Edit the records below by replacing each occurrence of "Find every instance" with "Locate every instance". Leave everything else unchanged.

----- EXTRACTED MATERIAL

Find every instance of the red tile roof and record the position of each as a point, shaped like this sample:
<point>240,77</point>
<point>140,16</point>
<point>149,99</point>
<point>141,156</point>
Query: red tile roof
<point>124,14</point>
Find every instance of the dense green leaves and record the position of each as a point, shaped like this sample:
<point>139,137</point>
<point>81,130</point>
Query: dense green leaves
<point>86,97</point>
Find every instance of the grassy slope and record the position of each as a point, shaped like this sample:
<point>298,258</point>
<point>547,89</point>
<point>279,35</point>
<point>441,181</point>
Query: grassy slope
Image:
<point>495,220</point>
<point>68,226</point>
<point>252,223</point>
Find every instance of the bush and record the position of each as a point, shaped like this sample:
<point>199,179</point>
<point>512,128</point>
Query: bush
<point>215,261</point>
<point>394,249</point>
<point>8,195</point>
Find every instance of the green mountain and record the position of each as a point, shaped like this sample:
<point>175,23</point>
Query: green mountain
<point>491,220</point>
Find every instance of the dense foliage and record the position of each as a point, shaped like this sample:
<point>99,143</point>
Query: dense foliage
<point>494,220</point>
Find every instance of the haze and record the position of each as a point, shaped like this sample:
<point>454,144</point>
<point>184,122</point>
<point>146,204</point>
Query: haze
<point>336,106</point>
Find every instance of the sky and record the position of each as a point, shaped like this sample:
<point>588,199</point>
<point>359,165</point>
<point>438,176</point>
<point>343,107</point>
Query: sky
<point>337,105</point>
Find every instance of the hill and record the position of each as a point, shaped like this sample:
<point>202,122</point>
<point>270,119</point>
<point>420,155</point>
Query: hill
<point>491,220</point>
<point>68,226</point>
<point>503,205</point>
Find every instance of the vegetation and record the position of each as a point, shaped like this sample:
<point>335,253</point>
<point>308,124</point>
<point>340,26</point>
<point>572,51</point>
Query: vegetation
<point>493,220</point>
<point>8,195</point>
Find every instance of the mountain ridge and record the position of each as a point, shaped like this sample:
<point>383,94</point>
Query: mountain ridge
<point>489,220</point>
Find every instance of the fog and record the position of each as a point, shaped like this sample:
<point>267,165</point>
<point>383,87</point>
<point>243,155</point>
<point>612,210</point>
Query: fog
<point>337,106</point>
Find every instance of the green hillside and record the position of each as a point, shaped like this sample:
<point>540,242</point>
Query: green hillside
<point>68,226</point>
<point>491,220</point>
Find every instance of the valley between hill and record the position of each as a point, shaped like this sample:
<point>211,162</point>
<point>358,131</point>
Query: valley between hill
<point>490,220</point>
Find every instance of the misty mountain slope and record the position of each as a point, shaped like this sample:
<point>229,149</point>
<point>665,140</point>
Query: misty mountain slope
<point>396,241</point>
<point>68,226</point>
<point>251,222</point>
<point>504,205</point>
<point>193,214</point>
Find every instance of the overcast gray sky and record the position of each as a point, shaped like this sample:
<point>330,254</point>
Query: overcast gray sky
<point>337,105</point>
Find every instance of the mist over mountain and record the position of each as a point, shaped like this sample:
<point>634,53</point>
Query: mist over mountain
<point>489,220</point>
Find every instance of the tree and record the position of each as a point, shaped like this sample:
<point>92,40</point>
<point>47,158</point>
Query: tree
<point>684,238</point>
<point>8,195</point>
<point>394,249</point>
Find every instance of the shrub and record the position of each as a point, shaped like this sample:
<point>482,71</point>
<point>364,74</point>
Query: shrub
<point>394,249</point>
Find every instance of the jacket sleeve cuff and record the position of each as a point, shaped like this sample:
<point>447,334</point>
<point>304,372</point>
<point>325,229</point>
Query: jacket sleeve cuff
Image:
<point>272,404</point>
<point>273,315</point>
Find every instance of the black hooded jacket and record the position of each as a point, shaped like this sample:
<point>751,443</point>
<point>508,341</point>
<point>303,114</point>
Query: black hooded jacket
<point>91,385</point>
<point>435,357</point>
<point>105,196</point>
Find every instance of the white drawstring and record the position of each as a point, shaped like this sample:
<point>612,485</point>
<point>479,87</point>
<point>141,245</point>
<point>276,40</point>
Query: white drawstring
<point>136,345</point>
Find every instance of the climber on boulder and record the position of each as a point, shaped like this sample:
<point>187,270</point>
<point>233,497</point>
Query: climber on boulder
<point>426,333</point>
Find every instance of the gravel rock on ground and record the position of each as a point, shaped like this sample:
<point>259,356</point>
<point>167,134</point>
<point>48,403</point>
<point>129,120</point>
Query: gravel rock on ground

----------

## [RESULT OF THE EXERCISE]
Locate every instance of the red tile roof and record the position of each as a point, shaped like this sample:
<point>240,77</point>
<point>140,16</point>
<point>149,99</point>
<point>141,156</point>
Query: red tile roof
<point>124,14</point>
Locate every instance of the dense green leaves and record the position of each as a point, shaped like this sample:
<point>139,137</point>
<point>81,130</point>
Query: dense green leaves
<point>86,97</point>
Locate every instance of the grassy slope and record the position of each as a point, shaped like this sample:
<point>298,258</point>
<point>547,89</point>
<point>279,35</point>
<point>441,181</point>
Query: grassy slope
Image:
<point>495,220</point>
<point>68,226</point>
<point>252,223</point>
Locate every instance of the bush and record the position of each as a point, shaped like this sample:
<point>199,179</point>
<point>512,128</point>
Query: bush
<point>215,261</point>
<point>394,249</point>
<point>8,195</point>
Locate every instance of the green mountain and record the position of each as a point, shaped like this sample:
<point>175,23</point>
Query: green mountain
<point>491,220</point>
Locate every instance of the dense foliage and record the position of each as a point, shaped like this sample:
<point>99,143</point>
Query: dense foliage
<point>494,220</point>
Locate every instance of the haze and record the position of each as a point, shaped like this sample:
<point>454,144</point>
<point>184,122</point>
<point>146,204</point>
Query: haze
<point>336,106</point>
Locate every instance of the sky and record the position of each as a point, shaped like this sample:
<point>588,199</point>
<point>359,165</point>
<point>438,176</point>
<point>343,107</point>
Query: sky
<point>337,105</point>
Locate every instance of the hill and record the position of each as a point, shaped like this sample:
<point>202,122</point>
<point>270,119</point>
<point>420,155</point>
Query: hill
<point>491,220</point>
<point>68,226</point>
<point>503,205</point>
Locate every instance of the vegetation and record the position of each as a point, shaped like this sample:
<point>335,253</point>
<point>308,124</point>
<point>340,26</point>
<point>572,51</point>
Query: vegetation
<point>493,220</point>
<point>8,195</point>
Locate every instance of the mountain ridge and record the position of each as a point, shaped like this sample:
<point>383,94</point>
Query: mountain ridge
<point>489,220</point>
Locate every instance of the fog and record the position of each as a point, shaped like this sample:
<point>267,165</point>
<point>383,87</point>
<point>243,155</point>
<point>612,210</point>
Query: fog
<point>337,106</point>
Locate every instance of the green hillside and record the position of each as a point, shaped like this sample:
<point>540,242</point>
Query: green hillside
<point>68,226</point>
<point>491,220</point>
Locate every instance of the valley between hill and record the position of each as a point, shaped like this sample:
<point>211,162</point>
<point>358,131</point>
Query: valley between hill
<point>490,220</point>
Locate every instance of the misty mountain slope and record the position of each as a point, shaped like this sample:
<point>229,149</point>
<point>665,140</point>
Query: misty mountain slope
<point>396,241</point>
<point>68,226</point>
<point>251,222</point>
<point>504,205</point>
<point>193,214</point>
Locate every instance of the overcast gray sky and record the position of each as a point, shaped like this sample:
<point>330,254</point>
Query: overcast gray sky
<point>337,105</point>
Locate every instance of the mist over mountain and record the position of each as a point, shaped like this sample:
<point>634,53</point>
Query: mist over mountain
<point>489,220</point>
Locate every instance of the tree and record the position of each as a point, shaped like this sample:
<point>92,40</point>
<point>47,158</point>
Query: tree
<point>684,238</point>
<point>8,195</point>
<point>394,249</point>
Locate every instance of the shrub and record the position of each as a point, shaped like this sample:
<point>482,71</point>
<point>364,74</point>
Query: shrub
<point>394,249</point>
Locate every instance of the jacket sleeve cuff and record the position of each as a point, shaped like this sample:
<point>447,334</point>
<point>304,372</point>
<point>325,229</point>
Query: jacket sleeve cuff
Image:
<point>272,404</point>
<point>273,315</point>
Locate every instance of the black hooded jacket and record the position of each as a point, shaped like this sample:
<point>751,443</point>
<point>508,341</point>
<point>303,114</point>
Query: black hooded jacket
<point>91,385</point>
<point>435,357</point>
<point>105,196</point>
Locate every instance of the white drawstring and record the position of each as a point, shaped like this sample:
<point>612,485</point>
<point>479,87</point>
<point>141,245</point>
<point>276,40</point>
Query: white drawstring
<point>136,345</point>
Locate every instance of the climber on boulder and record the position of each as a point, shaped like this sample:
<point>187,270</point>
<point>233,497</point>
Query: climber on boulder
<point>426,333</point>
Locate every instance of the gravel rock on ground and record the position of each as a point, shaped like this sample:
<point>259,356</point>
<point>167,134</point>
<point>48,403</point>
<point>129,120</point>
Query: gravel rock on ground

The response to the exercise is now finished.